> _Data entries_:
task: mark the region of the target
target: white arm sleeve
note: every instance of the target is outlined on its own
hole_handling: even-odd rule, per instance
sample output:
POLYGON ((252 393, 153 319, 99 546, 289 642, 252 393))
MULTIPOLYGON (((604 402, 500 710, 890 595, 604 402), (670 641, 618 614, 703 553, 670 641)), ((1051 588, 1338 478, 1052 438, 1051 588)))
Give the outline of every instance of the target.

> _Given task_: Rewrite the data entries above, switching each "instance" to "occurrence" and leaving everything else unchanged.

> _Exercise output_:
task: mark the region of the target
target: white arm sleeve
note: every occurrence of the target is outlined on its own
hole_handling: even-odd rule, per occurrence
sample output:
POLYGON ((252 393, 153 319, 99 546, 289 642, 252 393))
MULTIPOLYGON (((604 402, 500 710, 890 595, 604 402), (670 641, 618 614, 703 553, 670 641)), ((1051 588, 1338 478, 1052 438, 1051 588)))
Give the outline of every occurrence of the target.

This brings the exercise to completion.